• _The request_
Can you pull out every line in the entries below that contains the string "beak"? Copy each one unchanged.

Rows from a pointing dataset:
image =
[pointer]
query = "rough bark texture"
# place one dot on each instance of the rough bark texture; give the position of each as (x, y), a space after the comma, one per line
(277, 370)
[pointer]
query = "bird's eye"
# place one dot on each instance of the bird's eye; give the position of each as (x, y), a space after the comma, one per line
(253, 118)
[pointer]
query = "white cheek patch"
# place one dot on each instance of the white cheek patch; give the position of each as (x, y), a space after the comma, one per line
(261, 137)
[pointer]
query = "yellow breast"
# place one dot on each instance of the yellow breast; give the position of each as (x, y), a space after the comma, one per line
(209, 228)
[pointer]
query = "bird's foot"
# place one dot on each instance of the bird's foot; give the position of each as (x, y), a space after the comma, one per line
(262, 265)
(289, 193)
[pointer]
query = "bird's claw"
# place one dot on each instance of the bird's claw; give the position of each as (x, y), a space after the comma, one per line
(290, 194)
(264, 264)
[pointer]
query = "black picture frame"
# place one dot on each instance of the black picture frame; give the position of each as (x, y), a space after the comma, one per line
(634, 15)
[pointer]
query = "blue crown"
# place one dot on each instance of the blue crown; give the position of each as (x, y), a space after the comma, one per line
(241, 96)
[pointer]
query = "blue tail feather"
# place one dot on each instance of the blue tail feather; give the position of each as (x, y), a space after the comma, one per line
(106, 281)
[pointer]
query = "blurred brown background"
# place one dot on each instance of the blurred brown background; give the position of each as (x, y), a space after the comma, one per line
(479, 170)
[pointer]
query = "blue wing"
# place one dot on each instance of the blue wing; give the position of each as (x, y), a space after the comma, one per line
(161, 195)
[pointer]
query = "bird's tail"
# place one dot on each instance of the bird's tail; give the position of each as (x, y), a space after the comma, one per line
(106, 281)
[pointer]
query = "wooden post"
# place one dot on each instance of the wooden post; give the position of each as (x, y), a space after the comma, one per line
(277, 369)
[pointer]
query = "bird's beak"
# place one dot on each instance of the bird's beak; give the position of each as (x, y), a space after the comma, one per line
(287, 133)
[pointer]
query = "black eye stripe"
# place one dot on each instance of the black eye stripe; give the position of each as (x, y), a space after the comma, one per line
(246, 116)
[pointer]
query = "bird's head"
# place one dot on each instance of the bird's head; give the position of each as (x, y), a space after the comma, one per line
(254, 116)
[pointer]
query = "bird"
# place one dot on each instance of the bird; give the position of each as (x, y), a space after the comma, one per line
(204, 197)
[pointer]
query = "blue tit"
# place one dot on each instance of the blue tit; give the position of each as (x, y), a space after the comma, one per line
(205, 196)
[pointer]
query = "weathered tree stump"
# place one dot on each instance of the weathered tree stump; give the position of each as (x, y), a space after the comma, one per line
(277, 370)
---
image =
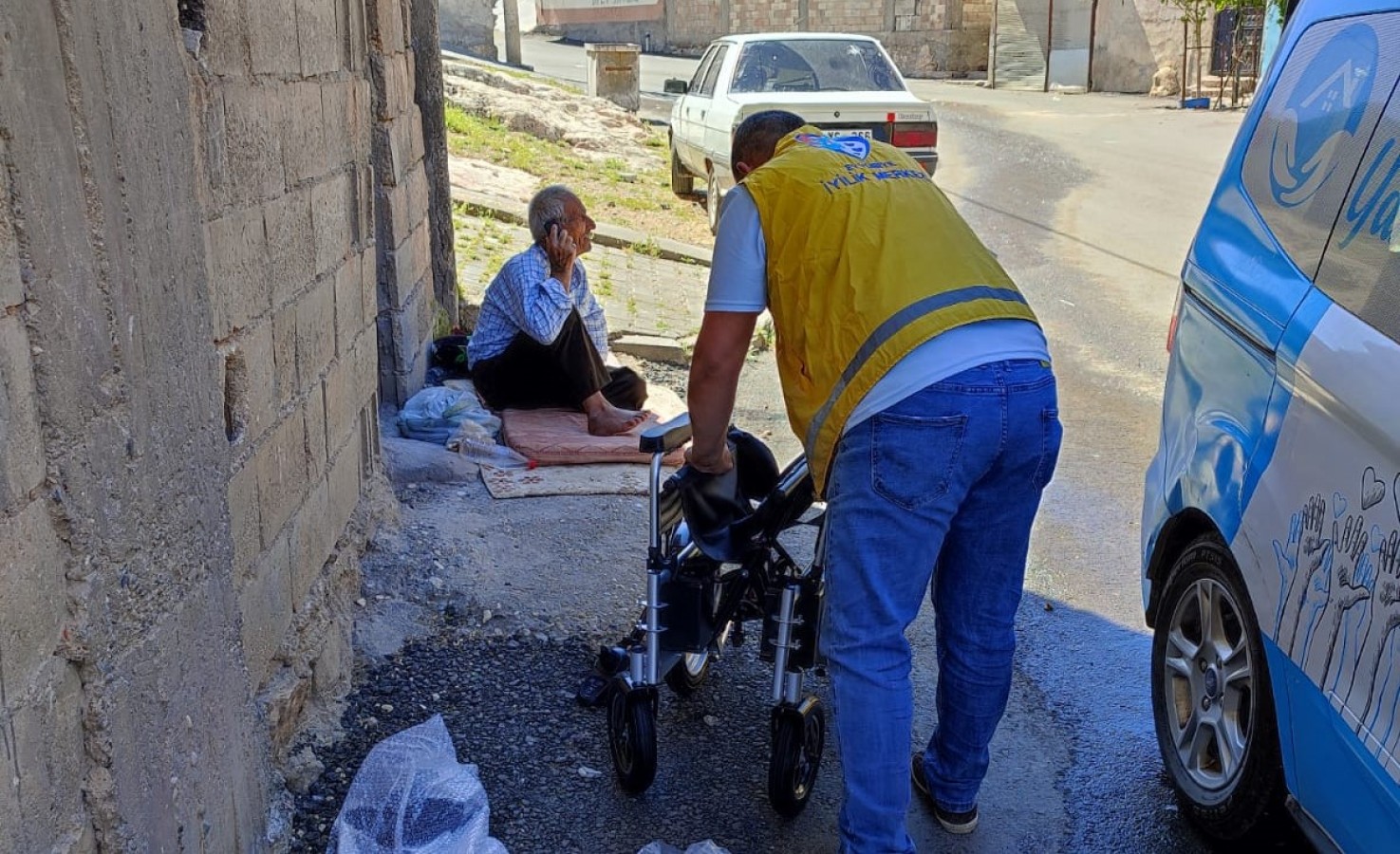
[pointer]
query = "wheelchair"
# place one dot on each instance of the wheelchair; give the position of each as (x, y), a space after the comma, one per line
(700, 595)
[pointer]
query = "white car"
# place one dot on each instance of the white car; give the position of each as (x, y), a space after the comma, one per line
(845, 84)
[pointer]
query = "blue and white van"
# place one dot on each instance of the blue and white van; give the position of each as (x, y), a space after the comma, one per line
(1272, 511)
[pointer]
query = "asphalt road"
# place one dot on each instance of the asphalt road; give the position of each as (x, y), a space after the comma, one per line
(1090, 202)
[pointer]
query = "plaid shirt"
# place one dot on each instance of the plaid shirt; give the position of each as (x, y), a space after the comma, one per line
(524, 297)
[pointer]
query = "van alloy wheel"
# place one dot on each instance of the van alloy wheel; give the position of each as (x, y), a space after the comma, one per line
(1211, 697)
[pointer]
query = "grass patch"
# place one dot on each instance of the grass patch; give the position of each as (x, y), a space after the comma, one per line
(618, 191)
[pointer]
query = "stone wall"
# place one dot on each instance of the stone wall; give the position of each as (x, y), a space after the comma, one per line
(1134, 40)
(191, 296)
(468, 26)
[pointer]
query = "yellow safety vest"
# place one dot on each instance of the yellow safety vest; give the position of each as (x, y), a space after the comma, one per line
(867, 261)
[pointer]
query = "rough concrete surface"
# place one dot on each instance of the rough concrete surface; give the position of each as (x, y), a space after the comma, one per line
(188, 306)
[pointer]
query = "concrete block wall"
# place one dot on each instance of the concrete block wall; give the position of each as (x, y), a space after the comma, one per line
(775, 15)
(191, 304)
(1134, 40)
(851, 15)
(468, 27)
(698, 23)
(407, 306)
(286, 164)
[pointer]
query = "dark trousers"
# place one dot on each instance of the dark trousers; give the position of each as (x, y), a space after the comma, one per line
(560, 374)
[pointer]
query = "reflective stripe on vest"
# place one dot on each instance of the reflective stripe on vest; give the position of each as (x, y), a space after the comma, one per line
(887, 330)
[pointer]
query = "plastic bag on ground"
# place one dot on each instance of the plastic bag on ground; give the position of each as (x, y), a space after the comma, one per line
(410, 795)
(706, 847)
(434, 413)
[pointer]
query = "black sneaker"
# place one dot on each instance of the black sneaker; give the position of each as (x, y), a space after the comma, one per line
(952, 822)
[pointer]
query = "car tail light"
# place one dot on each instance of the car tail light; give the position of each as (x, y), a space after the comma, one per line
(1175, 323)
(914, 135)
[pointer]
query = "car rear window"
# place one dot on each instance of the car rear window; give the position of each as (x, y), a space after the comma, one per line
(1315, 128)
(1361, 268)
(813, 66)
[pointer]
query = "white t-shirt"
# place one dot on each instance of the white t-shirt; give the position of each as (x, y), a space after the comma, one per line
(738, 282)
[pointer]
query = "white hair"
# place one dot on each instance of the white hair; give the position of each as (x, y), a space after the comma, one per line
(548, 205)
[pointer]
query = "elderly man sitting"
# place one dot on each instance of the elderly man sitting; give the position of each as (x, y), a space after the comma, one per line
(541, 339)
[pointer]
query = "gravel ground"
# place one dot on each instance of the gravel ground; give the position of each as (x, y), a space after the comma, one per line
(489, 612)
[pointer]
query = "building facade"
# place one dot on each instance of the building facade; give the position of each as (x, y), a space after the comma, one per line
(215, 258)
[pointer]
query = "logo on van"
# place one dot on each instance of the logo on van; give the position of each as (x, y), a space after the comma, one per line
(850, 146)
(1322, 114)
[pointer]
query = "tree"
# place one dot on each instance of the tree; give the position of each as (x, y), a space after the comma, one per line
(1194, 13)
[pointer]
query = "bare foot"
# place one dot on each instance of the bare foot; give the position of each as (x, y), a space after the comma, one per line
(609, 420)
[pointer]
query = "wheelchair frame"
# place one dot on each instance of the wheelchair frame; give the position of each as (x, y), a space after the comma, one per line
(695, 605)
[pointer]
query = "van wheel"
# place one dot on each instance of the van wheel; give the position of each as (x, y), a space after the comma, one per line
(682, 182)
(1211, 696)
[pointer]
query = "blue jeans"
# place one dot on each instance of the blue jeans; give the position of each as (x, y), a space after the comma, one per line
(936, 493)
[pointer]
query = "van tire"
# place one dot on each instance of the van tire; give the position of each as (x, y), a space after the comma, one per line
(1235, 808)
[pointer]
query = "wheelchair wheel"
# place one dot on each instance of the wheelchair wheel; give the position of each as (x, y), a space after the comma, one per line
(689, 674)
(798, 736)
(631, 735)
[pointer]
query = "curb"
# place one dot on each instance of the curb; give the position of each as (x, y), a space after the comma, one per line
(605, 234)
...
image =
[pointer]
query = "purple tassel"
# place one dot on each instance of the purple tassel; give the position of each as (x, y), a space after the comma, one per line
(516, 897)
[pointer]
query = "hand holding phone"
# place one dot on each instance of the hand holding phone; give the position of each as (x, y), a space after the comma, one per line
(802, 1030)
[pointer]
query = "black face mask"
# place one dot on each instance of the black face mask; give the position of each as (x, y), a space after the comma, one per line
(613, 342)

• _Task output_
query = "bird's beak"
# place one dot on each instance of the bird's beak; give the position of each as (x, y), a space after the comma, one per line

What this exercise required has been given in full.